# Exercise description
Beginning with the first line, please repeat the entries exactly and end on the line that contains "<point>342,422</point>".

(Referring expression pointing data)
○ ○ ○ ○

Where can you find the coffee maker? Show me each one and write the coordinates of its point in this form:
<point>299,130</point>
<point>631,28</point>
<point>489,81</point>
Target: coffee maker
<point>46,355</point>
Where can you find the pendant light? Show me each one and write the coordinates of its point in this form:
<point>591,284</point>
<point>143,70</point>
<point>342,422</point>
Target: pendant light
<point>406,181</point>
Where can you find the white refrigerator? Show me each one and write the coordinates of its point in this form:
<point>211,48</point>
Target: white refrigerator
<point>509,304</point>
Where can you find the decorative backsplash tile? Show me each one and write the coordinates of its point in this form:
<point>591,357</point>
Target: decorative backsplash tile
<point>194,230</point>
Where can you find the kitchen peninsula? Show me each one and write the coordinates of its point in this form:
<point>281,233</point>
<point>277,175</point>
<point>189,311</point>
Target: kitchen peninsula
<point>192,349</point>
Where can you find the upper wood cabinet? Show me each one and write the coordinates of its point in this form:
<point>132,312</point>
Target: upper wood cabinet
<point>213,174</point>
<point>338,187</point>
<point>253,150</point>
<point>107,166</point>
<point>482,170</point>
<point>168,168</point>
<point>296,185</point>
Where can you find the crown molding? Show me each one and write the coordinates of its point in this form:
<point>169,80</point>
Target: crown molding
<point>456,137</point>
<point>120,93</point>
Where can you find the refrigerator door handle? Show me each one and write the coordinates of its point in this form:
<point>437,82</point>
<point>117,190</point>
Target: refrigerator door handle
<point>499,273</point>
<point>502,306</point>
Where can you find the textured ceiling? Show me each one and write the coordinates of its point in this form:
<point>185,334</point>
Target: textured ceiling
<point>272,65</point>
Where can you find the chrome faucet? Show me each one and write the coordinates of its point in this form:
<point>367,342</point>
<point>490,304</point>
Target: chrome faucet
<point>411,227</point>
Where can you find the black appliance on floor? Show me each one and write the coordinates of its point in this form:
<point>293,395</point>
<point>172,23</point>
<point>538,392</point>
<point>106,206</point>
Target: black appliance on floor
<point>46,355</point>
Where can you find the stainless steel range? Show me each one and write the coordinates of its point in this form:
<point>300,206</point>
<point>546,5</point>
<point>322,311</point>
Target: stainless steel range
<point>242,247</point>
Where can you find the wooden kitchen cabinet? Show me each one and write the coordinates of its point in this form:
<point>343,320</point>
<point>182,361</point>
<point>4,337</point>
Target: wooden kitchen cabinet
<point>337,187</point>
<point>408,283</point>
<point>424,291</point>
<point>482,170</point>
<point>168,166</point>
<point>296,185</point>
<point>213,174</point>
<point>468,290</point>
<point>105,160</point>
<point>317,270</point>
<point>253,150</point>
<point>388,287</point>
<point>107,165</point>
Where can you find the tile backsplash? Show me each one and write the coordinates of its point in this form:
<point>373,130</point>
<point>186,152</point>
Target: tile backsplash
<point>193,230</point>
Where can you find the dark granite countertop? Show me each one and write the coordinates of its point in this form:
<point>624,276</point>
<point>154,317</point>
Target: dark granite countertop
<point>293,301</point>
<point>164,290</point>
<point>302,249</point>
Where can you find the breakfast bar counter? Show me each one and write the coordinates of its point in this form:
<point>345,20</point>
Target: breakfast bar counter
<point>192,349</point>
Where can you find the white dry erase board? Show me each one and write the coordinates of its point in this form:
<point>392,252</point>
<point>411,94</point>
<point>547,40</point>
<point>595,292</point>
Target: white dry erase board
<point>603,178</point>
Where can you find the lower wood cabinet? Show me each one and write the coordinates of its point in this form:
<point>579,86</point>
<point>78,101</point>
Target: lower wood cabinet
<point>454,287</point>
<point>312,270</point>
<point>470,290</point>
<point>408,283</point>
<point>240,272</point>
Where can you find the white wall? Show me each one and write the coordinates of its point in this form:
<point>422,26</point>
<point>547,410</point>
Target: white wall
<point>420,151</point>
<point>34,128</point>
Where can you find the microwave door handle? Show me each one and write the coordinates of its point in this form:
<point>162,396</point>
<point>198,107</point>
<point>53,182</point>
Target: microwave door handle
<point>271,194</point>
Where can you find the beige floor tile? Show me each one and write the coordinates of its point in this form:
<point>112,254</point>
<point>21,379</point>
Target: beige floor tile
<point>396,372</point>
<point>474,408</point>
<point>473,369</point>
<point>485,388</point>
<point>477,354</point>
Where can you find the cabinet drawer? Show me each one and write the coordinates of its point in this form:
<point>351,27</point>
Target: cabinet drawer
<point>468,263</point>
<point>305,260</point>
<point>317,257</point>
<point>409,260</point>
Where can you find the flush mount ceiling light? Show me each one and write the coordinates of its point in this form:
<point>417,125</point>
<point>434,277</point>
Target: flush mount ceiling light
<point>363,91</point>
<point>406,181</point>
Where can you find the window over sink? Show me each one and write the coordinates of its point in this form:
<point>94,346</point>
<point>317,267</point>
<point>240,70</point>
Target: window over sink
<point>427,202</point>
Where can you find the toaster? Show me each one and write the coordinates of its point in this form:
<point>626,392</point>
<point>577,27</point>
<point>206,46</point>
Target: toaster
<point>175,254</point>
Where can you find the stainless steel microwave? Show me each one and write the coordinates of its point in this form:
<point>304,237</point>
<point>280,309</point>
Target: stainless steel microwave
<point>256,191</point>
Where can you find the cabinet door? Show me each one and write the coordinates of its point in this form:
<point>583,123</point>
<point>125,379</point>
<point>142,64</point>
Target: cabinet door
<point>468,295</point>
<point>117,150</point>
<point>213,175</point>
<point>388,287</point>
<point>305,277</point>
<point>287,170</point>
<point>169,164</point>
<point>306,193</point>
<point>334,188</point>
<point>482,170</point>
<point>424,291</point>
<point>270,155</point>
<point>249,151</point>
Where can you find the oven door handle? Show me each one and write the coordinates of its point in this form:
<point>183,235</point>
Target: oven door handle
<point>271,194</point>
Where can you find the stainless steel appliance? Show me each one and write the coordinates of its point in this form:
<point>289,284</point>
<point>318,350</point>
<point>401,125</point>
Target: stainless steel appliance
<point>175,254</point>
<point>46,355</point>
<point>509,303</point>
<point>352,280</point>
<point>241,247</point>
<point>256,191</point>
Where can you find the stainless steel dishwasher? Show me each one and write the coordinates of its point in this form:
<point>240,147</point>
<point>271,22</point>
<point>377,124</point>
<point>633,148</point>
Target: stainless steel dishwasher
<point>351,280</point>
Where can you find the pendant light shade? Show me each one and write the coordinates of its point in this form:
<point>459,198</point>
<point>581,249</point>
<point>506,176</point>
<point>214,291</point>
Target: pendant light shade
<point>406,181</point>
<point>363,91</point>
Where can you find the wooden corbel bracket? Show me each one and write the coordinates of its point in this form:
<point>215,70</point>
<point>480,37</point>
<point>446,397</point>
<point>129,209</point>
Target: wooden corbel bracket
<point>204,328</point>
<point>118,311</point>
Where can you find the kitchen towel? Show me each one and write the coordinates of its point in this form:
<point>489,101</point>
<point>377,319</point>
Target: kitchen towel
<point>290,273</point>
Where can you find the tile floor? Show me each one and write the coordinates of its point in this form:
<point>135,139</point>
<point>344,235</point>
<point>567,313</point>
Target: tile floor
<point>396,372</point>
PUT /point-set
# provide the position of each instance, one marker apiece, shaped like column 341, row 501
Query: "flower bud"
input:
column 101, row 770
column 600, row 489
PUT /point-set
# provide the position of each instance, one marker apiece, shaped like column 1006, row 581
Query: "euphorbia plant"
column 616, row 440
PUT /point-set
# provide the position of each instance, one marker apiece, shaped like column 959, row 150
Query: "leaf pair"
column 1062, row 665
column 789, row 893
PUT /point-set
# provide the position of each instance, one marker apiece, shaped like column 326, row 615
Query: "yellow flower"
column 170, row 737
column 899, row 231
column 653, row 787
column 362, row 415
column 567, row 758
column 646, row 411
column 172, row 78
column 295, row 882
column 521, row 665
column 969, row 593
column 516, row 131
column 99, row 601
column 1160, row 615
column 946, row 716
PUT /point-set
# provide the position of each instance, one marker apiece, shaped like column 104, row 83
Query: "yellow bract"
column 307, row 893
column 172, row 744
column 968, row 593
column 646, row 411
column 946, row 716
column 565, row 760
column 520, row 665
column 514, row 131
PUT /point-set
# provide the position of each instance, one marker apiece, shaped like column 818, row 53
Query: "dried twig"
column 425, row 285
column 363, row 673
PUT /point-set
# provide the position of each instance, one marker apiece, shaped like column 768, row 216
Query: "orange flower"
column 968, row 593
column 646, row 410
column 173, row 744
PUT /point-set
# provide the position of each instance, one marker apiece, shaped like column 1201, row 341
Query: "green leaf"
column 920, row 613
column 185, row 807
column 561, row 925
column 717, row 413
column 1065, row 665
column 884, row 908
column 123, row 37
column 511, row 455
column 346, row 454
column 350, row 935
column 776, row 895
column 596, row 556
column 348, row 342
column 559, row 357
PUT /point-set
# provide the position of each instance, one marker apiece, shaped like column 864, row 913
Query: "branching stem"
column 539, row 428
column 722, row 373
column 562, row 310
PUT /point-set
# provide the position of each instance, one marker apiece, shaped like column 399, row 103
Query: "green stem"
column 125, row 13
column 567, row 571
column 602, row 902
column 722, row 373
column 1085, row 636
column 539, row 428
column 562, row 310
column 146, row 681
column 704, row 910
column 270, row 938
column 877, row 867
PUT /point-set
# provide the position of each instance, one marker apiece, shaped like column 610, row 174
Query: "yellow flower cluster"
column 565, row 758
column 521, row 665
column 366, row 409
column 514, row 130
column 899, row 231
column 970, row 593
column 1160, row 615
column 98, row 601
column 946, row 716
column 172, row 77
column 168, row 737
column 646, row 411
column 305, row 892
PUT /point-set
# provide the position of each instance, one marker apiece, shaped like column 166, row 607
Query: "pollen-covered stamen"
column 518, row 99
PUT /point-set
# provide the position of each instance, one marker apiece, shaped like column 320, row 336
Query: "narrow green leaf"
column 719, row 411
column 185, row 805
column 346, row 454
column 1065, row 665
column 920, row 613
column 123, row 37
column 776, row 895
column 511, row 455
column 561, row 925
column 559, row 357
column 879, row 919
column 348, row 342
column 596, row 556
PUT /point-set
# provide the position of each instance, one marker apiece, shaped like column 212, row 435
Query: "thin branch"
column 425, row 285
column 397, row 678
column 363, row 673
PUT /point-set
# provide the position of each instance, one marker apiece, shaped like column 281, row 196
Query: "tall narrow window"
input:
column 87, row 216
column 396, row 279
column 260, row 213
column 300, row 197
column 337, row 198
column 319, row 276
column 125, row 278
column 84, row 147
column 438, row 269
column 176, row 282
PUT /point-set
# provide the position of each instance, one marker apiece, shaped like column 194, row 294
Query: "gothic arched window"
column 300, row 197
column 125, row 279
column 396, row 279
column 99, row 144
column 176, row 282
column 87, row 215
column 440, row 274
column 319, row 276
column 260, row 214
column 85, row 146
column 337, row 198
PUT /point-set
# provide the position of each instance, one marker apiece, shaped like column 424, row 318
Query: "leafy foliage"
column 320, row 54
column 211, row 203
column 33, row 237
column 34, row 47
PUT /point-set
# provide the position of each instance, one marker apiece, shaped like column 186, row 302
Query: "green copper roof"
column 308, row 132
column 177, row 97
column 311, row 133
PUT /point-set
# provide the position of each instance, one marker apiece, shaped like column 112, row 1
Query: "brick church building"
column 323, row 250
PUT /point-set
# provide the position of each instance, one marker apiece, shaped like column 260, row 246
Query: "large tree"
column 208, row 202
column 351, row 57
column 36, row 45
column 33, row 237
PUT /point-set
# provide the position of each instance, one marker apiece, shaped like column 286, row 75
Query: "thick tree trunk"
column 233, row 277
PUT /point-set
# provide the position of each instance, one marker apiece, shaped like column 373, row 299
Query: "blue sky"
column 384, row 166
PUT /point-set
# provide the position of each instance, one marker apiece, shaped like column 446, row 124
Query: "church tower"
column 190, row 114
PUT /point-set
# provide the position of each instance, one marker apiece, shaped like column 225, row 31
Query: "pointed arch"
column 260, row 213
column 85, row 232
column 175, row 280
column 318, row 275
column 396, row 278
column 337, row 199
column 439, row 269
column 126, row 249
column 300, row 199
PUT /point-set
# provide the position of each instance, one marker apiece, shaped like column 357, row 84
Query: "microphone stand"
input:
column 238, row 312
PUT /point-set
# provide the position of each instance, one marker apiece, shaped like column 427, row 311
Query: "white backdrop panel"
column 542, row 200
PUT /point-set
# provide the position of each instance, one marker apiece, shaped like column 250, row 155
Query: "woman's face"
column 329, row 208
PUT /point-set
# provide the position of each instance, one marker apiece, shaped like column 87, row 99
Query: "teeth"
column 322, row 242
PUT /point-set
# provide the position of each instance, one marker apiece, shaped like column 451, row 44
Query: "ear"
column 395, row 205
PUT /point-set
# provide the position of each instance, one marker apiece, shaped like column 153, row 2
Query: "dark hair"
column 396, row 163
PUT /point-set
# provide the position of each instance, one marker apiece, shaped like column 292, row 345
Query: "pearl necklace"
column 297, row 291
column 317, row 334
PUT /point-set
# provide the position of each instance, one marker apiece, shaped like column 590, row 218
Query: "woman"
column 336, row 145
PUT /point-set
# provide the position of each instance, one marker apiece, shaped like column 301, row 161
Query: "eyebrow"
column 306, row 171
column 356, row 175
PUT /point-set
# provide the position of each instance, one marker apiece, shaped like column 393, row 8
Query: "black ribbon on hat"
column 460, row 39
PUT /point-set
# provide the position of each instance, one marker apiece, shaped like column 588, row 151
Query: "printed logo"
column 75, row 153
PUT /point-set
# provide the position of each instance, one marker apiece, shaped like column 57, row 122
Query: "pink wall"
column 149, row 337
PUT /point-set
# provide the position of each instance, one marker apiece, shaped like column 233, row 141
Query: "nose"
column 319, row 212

○ ○ ○ ○

# Response below
Where can you find the coffee maker? Show me each one and write the coordinates of its point in this form:
<point>299,130</point>
<point>631,28</point>
<point>489,81</point>
Target: coffee maker
<point>46,355</point>
Where can you find the pendant light? Show me each one and write the coordinates of its point in this form:
<point>591,284</point>
<point>143,70</point>
<point>342,422</point>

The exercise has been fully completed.